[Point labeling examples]
----------
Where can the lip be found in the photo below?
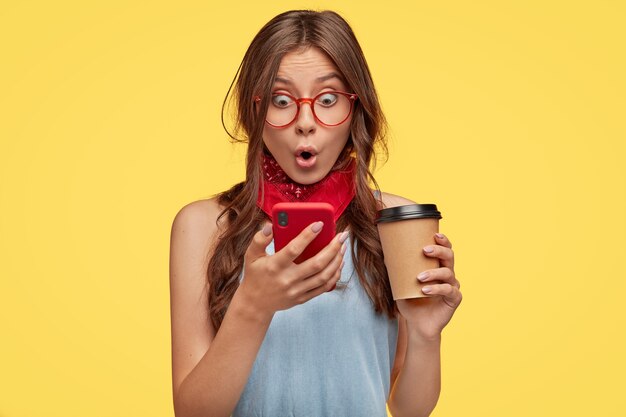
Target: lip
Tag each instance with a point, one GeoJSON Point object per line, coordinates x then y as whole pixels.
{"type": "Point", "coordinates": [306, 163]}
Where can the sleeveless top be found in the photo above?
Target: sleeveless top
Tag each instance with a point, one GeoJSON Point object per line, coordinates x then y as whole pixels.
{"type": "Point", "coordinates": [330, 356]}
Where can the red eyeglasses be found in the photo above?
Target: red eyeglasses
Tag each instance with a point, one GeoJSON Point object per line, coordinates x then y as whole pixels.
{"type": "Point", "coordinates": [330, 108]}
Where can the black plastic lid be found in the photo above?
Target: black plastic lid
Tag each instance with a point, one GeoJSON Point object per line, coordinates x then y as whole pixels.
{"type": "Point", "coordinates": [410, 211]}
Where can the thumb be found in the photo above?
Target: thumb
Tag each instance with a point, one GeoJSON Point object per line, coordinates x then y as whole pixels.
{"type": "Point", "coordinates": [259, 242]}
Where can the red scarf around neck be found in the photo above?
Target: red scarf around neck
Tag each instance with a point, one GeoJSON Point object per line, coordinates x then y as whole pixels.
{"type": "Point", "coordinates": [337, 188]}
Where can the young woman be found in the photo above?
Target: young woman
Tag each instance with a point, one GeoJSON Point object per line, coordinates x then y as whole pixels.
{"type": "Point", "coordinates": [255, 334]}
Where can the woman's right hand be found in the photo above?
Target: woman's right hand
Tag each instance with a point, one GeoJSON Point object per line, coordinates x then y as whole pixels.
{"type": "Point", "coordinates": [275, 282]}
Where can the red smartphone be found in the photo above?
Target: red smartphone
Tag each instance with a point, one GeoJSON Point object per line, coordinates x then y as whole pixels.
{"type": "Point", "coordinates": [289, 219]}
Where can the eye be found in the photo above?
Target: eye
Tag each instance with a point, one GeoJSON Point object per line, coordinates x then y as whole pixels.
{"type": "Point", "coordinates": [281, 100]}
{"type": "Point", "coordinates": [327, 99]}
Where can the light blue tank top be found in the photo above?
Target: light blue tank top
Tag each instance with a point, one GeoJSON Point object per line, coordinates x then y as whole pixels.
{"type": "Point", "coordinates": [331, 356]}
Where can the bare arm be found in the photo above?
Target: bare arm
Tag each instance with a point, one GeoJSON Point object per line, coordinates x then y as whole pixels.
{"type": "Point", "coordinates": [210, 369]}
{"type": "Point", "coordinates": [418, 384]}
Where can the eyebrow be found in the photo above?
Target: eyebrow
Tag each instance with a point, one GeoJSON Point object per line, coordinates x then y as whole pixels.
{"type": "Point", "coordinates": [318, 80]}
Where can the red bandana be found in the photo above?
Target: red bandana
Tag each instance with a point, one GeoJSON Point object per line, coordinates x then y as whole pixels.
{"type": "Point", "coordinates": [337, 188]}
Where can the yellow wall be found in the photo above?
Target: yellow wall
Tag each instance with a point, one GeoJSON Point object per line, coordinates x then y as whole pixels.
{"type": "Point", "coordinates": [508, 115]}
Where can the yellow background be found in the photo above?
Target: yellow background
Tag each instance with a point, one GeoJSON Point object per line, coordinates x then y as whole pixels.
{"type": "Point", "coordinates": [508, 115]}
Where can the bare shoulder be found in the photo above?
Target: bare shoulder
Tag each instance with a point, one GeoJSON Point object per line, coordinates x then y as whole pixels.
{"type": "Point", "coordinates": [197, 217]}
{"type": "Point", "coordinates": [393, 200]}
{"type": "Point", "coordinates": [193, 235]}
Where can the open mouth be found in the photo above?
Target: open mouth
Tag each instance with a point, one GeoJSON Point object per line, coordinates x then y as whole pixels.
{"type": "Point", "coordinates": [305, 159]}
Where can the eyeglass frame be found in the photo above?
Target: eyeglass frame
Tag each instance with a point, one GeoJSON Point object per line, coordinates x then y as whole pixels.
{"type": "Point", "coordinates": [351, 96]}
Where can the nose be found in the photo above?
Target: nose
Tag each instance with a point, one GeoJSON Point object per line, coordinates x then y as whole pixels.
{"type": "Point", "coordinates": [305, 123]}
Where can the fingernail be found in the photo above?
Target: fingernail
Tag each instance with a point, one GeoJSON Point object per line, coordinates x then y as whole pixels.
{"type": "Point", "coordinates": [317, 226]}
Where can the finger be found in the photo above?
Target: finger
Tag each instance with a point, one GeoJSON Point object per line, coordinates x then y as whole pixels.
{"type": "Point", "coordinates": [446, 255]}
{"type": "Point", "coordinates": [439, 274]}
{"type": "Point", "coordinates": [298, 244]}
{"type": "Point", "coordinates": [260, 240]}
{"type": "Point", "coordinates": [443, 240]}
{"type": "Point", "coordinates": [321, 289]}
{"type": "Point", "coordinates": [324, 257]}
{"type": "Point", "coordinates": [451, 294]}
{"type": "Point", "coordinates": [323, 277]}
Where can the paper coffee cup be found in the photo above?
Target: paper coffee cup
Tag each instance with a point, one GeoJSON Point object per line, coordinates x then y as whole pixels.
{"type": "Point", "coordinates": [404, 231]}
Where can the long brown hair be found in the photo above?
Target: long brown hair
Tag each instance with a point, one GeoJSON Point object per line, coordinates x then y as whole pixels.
----------
_Problem statement_
Write out again every line above exactly as given; the pictures do not belong in the copy.

_Solution to this exercise_
Where can the lip be found in the photo below?
Target: lip
Tag each instance with a point, one GeoJSON Point object per line, coordinates x then y as whole pixels.
{"type": "Point", "coordinates": [306, 163]}
Where can the sleeveless top be found in the photo above?
Target: sleeveless top
Tag each instance with a point, one GeoJSON Point object per line, coordinates x then y as whole pixels.
{"type": "Point", "coordinates": [330, 356]}
Where can the red eyeglasses be found in the photo above?
Target: red eyeglasses
Tag each instance with a point, one GeoJSON Point object per line, coordinates x then y as whole pixels.
{"type": "Point", "coordinates": [330, 108]}
Where can the black plastic lid be found in the photo above?
Target: black plastic lid
Tag each instance with a point, one GeoJSON Point object per line, coordinates x then y as whole pixels.
{"type": "Point", "coordinates": [410, 211]}
Where can the thumb be found in the photo above?
Target: thumb
Tag each instance with a point, one GeoJSON Point object per line, coordinates x then y as whole pixels.
{"type": "Point", "coordinates": [259, 242]}
Where can the red scarf around neck be found in the photo above?
Target: red scarf around neck
Tag each instance with a point, one GeoJSON Point object per line, coordinates x then y as whole pixels.
{"type": "Point", "coordinates": [337, 188]}
Where can the young woman be found in the photo above?
Target: young woman
Tag each instance with a point, one GeoJSON Point object per line, coordinates x then y as whole pixels.
{"type": "Point", "coordinates": [255, 334]}
Where can the woman's right hand be found in the photo above?
Target: woman's right hand
Tag each instance with a point, one GeoJSON Point object per line, coordinates x then y as whole pixels.
{"type": "Point", "coordinates": [275, 282]}
Where can the red smartphone be found in the photo above?
Target: red smartphone
Tag each instance with a point, one GeoJSON Point object per line, coordinates x then y as whole pixels.
{"type": "Point", "coordinates": [289, 219]}
Where can the eye be found in the photo above?
Target: eye
Tag each instance with a point, one GeoJSON Point object per line, coordinates x then y as whole pixels.
{"type": "Point", "coordinates": [281, 100]}
{"type": "Point", "coordinates": [327, 99]}
Where can the light blue tank top be found in the photo above?
Target: light blue tank top
Tag each instance with a point, one GeoJSON Point object per line, coordinates x then y as whole pixels.
{"type": "Point", "coordinates": [331, 356]}
Where can the bare arm be found in the photo above?
Target: bare arm
Tag each instance with a point, one GeoJSON Point object per line, coordinates x then y as whole pixels.
{"type": "Point", "coordinates": [210, 369]}
{"type": "Point", "coordinates": [418, 384]}
Where can the eyebrow be found in the photo above?
Target: eyebrow
Tag each instance with a point, one GeoJSON Point object per line, coordinates x then y as whole pixels.
{"type": "Point", "coordinates": [318, 80]}
Where can the red bandana be found in the photo above?
Target: red bandana
Tag each instance with a point, one GeoJSON Point object per line, coordinates x then y as whole pixels.
{"type": "Point", "coordinates": [337, 188]}
Where can the yellow wall be found in the photo above?
Target: yellow wall
Tag each instance with a point, one GeoJSON Point object per line, coordinates x then y as whole pixels.
{"type": "Point", "coordinates": [508, 115]}
Where can the yellow background be found in the photo above?
Target: yellow background
Tag each instance with a point, one GeoJSON Point object per line, coordinates x then y as whole pixels.
{"type": "Point", "coordinates": [508, 115]}
Where can the bare shoulder be found in the photo above?
Target: bare shoulder
Tag each instance with a point, one GeoJSON Point object per line, coordinates x then y as whole pixels.
{"type": "Point", "coordinates": [197, 217]}
{"type": "Point", "coordinates": [393, 200]}
{"type": "Point", "coordinates": [193, 235]}
Where can the open mouth be found in the photo above?
Target: open mouth
Tag each instance with a point, one GeoJSON Point object per line, coordinates x then y as whole pixels.
{"type": "Point", "coordinates": [305, 159]}
Where can the eyeglass frame be found in the photo above?
Target: eyeglass frame
Tag each instance with a point, one GeoJSON Point object per line, coordinates x then y as whole pixels.
{"type": "Point", "coordinates": [351, 96]}
Where can the nose be found in the photo above?
Target: nose
Tag each instance with a point, one GeoJSON Point object per line, coordinates x then y as whole pixels.
{"type": "Point", "coordinates": [305, 123]}
Where can the fingernail be found in the photo above?
Target: fingernail
Tag each instance with a point, one GeoJSON Point object per line, coordinates x then y as whole pixels.
{"type": "Point", "coordinates": [317, 226]}
Where can the finger be found in the photo above?
Target: finger
Tag each instance with a point, one GeoJSON Point object per line, coordinates x then y as whole pixels.
{"type": "Point", "coordinates": [446, 255]}
{"type": "Point", "coordinates": [439, 274]}
{"type": "Point", "coordinates": [298, 244]}
{"type": "Point", "coordinates": [260, 240]}
{"type": "Point", "coordinates": [443, 240]}
{"type": "Point", "coordinates": [321, 289]}
{"type": "Point", "coordinates": [324, 257]}
{"type": "Point", "coordinates": [451, 294]}
{"type": "Point", "coordinates": [323, 277]}
Where can the paper coffee cup be found in the photo above?
Target: paper coffee cup
Tag each instance with a point, one GeoJSON Point object per line, coordinates x then y as whole pixels.
{"type": "Point", "coordinates": [404, 231]}
Where can the long brown hair be found in the photo above?
Target: long brown hair
Tag each instance with a point, one GeoJSON Point object per line, coordinates x then y as whole pixels.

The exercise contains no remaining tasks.